Phrase grounding data:
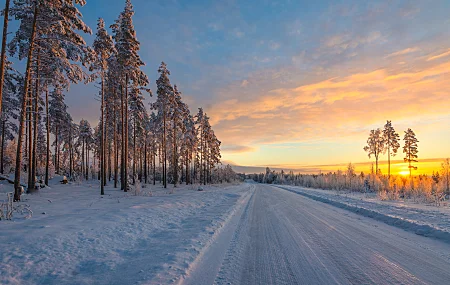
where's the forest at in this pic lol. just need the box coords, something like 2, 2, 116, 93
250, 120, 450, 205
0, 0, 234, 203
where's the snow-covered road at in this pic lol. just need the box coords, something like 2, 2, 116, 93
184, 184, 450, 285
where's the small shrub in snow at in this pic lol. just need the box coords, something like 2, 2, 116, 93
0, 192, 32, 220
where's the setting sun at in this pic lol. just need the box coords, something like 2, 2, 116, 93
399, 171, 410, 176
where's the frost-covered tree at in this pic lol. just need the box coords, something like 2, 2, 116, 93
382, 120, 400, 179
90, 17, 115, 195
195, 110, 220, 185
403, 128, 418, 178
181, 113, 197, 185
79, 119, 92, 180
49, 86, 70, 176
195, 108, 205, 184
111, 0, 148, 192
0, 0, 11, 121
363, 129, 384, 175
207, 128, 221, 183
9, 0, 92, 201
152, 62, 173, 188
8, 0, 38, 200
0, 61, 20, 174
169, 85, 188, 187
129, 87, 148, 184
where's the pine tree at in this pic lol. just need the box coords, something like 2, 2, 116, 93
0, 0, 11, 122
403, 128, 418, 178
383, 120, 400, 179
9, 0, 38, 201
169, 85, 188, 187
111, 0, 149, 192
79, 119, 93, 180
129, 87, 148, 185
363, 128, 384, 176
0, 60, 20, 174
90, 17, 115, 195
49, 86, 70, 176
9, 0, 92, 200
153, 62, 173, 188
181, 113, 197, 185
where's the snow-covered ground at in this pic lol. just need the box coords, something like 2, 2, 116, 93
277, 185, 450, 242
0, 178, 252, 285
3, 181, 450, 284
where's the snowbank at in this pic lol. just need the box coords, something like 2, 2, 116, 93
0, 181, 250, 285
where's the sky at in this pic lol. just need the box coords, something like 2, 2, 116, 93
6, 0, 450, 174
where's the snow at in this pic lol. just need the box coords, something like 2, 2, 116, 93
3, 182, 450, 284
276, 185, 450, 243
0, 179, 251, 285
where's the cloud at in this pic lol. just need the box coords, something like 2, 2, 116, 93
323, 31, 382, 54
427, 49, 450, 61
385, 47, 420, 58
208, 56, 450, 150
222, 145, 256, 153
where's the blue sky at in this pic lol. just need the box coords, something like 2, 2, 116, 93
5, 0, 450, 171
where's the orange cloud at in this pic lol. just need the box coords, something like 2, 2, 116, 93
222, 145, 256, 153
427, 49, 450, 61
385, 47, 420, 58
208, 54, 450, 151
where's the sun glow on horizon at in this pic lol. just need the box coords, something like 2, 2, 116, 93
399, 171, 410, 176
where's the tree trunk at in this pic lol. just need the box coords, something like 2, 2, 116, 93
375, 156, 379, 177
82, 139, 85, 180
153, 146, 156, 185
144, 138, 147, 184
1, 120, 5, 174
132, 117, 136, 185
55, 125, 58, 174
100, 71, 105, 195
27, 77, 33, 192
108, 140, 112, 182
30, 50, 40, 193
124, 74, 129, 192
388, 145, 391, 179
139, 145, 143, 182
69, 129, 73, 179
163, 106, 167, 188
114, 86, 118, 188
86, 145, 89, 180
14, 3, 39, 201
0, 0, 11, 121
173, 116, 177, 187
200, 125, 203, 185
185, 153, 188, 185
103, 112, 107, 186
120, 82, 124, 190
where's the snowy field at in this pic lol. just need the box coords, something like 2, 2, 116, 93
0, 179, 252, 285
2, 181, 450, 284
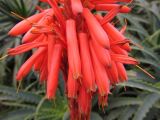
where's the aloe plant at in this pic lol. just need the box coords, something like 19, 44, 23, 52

> [Task statement]: Apart from the pictures, all of the data should be repeated exactly.

> [Task response]:
where's the forest at in this pic lol. just need the box coords, something like 2, 2, 116, 93
250, 120, 450, 205
0, 0, 234, 203
where's the snow-covered road at in this pic lol. just need the box coords, something like 2, 2, 116, 93
184, 184, 450, 285
where's the small shrub in snow at in this pic lol. just need the box coords, something like 2, 2, 116, 93
0, 192, 32, 220
where's the setting sun at in this pic lol. just need the box coords, something like 2, 2, 116, 93
399, 171, 410, 176
where's the frost-covered tree at in this pic lol. just need the box coords, something like 2, 2, 116, 93
382, 120, 400, 179
90, 17, 115, 195
195, 110, 220, 185
403, 128, 418, 178
181, 113, 197, 185
79, 119, 92, 180
49, 86, 70, 176
195, 108, 205, 184
111, 0, 148, 192
0, 0, 11, 121
363, 129, 384, 175
207, 128, 221, 183
9, 0, 92, 201
152, 62, 173, 188
8, 0, 38, 200
0, 61, 20, 174
169, 85, 188, 187
129, 87, 148, 184
where's the pine tree at in this pic lol. just need the box coords, something like 2, 2, 116, 93
0, 0, 11, 122
403, 128, 418, 178
383, 120, 400, 179
9, 0, 38, 201
169, 85, 188, 187
111, 0, 149, 192
79, 119, 93, 180
129, 87, 148, 185
363, 128, 384, 176
0, 60, 20, 174
90, 17, 115, 195
49, 86, 70, 176
9, 0, 92, 200
153, 62, 173, 188
181, 113, 197, 185
where's the snow-covered ground at in this pic lol. just need the box coords, something like 2, 2, 116, 93
277, 185, 450, 242
0, 178, 252, 285
3, 181, 450, 284
where's the snowbank at in this pic lol. just need the box coords, something like 2, 2, 116, 93
0, 181, 250, 285
where's the sky at in this pic lol. just need the box coords, something like 2, 2, 116, 93
6, 0, 450, 174
where's the snow at in this pic lol. just need the box coords, something like 2, 2, 116, 93
3, 182, 450, 284
276, 185, 450, 243
0, 179, 251, 285
where's the cloud at in this pic lol. just need the box coords, something like 2, 2, 116, 93
323, 31, 382, 54
427, 49, 450, 61
385, 47, 420, 58
208, 56, 450, 150
222, 145, 256, 153
where's the blue sky at in this pic lol. just need the box coords, something like 2, 2, 116, 93
5, 0, 450, 171
where's the orange cloud at in this pic lol. just need the box coords, something like 2, 2, 116, 93
222, 145, 256, 153
427, 49, 450, 61
385, 47, 420, 58
208, 54, 450, 151
where's the sun glow on horizon at in this pic lol. just need the box coords, something like 2, 2, 116, 93
399, 171, 410, 176
where's the tree trunk at in this pic lol. just need the box coords, something like 2, 2, 116, 93
375, 156, 379, 177
82, 139, 85, 180
153, 146, 156, 185
144, 138, 147, 184
1, 120, 5, 174
132, 117, 136, 185
55, 125, 58, 174
100, 71, 105, 195
27, 77, 33, 192
108, 140, 112, 182
30, 50, 40, 193
124, 74, 129, 192
388, 145, 391, 179
139, 145, 143, 182
69, 129, 73, 179
163, 106, 167, 188
114, 86, 118, 188
86, 145, 89, 180
14, 3, 39, 201
0, 0, 11, 121
173, 116, 177, 187
200, 125, 203, 185
185, 153, 188, 185
103, 112, 107, 186
120, 82, 124, 190
where's the snowy field at in this pic lol. just need the box coords, something like 2, 2, 116, 93
0, 179, 252, 285
2, 181, 450, 284
where's the aloe plant at in this pic lol. just need the box coords, something like 19, 44, 23, 52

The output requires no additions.